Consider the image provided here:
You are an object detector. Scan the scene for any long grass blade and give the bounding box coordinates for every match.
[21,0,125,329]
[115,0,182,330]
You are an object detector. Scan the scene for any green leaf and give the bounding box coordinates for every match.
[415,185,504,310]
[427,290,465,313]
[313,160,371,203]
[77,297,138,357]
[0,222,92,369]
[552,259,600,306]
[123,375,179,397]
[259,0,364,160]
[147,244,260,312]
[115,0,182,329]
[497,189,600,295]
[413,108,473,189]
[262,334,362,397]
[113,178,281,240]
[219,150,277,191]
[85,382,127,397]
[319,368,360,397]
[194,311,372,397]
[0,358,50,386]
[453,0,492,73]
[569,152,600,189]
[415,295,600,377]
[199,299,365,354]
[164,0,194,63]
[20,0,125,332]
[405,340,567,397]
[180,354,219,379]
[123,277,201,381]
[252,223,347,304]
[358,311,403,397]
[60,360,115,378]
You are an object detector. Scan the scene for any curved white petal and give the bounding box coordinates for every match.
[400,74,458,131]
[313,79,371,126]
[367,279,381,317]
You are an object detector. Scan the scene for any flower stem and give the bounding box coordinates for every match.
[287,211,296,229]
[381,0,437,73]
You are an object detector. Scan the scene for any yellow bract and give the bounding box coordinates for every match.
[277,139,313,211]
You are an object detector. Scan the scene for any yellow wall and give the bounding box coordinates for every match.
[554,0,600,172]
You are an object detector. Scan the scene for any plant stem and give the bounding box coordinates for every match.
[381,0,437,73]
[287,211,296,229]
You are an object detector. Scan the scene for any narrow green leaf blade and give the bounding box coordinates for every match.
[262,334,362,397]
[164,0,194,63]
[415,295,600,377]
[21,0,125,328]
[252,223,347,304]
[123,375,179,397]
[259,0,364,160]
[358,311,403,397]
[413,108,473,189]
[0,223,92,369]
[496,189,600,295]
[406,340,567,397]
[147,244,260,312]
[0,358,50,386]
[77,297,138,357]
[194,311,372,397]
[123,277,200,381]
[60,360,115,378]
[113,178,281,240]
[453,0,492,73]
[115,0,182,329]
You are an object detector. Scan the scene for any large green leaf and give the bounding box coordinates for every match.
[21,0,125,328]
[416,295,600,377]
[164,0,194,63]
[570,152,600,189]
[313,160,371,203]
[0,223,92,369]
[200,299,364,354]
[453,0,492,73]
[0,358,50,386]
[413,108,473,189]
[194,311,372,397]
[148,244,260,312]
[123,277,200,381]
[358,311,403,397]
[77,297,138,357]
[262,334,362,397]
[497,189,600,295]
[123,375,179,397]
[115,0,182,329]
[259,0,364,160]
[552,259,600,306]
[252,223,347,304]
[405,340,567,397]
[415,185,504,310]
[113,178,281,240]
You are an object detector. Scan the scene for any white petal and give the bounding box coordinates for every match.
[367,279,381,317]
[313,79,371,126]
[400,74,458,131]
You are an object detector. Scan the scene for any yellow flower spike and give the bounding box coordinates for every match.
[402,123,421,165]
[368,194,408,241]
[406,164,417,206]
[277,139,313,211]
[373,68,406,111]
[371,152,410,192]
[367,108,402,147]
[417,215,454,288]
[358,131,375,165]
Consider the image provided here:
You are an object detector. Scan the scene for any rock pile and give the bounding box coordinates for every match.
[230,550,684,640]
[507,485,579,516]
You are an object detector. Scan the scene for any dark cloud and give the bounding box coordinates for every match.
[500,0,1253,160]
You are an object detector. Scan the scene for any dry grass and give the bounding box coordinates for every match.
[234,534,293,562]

WRITTEN TASK ▸ Please print every one of the rows above again, word for word and with nothing altered.

RESULT FOR THIS TASK ▸
Consider the image provided here:
You are an object detector. Scan the scene for any long grass blade and give the bounding box coordinates for every match.
[21,0,125,329]
[115,0,182,330]
You are an object detector. Scan the scene for any green leaf and give the bounding box coordinates for every match.
[415,185,504,310]
[427,290,465,313]
[313,160,371,203]
[77,297,138,357]
[0,222,92,369]
[552,259,600,306]
[123,375,179,397]
[259,0,364,160]
[147,244,260,312]
[115,0,182,329]
[497,189,600,295]
[413,108,473,189]
[262,334,362,397]
[113,178,281,240]
[219,150,277,191]
[85,382,127,397]
[319,368,360,397]
[194,311,372,397]
[0,358,50,386]
[453,0,492,73]
[569,152,600,189]
[415,295,600,377]
[199,299,365,354]
[164,0,194,63]
[20,0,125,332]
[405,340,567,397]
[180,354,219,379]
[123,277,201,381]
[252,223,347,304]
[358,311,403,397]
[60,360,115,378]
You are an object detector. Scan the scene for any curved white petal and give the bounding box coordinates for every match.
[400,74,458,131]
[313,79,371,126]
[367,279,381,317]
You are an object detector. Scan the scene for any flower stem and give the bounding box coordinates for every match.
[287,211,296,229]
[381,0,437,73]
You are an object detector. Scan the scene for any yellow bract and give the bounding box coordinates for every match.
[277,139,313,211]
You are an object detector. Scan the scene for any yellow wall and give the bounding box coordinates for every match.
[554,0,600,172]
You are an object detector. Scan the scene for any plant stem and give the bounding box coordinates for every match.
[381,0,437,73]
[287,211,296,229]
You are an object detector. Scan the scene for any narrow green leaf blade and give the bounding box coordinates for every match.
[262,334,362,397]
[164,0,194,63]
[415,295,600,377]
[21,0,125,328]
[252,223,347,304]
[123,375,179,397]
[259,0,364,160]
[358,311,403,397]
[413,108,473,189]
[0,223,92,369]
[496,189,600,295]
[406,340,567,397]
[147,244,260,312]
[0,358,50,386]
[77,297,138,357]
[194,311,372,397]
[123,277,200,381]
[60,360,115,378]
[113,178,281,240]
[453,0,492,73]
[115,0,182,329]
You are an object detector. Scan the scene for any large green leaf and give the bounding box coordinates for every match.
[21,0,125,328]
[416,295,600,377]
[164,0,194,63]
[570,152,600,189]
[313,160,371,203]
[0,223,92,369]
[200,299,364,354]
[453,0,492,73]
[0,358,50,386]
[413,108,473,189]
[194,311,372,397]
[148,244,260,312]
[123,277,200,381]
[358,311,403,397]
[77,297,138,357]
[262,334,362,397]
[497,189,600,295]
[123,375,179,397]
[115,0,182,329]
[259,0,364,160]
[552,259,600,306]
[252,223,347,304]
[405,340,567,397]
[415,185,504,310]
[113,178,281,240]
You are an object detector. Scan the scene for any white petal and give the bounding box coordinates for every match.
[367,279,381,317]
[313,79,371,126]
[400,74,458,131]
You are an object detector. Scan the scene for any yellow flower spike and give the bounding box coordinates for every match.
[402,123,421,165]
[368,194,408,241]
[406,164,417,206]
[277,139,313,211]
[373,68,406,111]
[371,152,410,192]
[367,108,402,147]
[417,215,454,288]
[358,131,375,165]
Consider the image provided here:
You are an object detector. Scan the scene for any rock pile and give the bounding box coordinates for every match.
[230,550,684,640]
[507,485,579,516]
You are an object detector. Scan the scene for any dark cloud and give the bounding box coordinates for every match.
[500,0,1253,160]
You are an object detector. Scan the scene for any dry grass and give the bounding box coordinates for every match.
[234,534,293,562]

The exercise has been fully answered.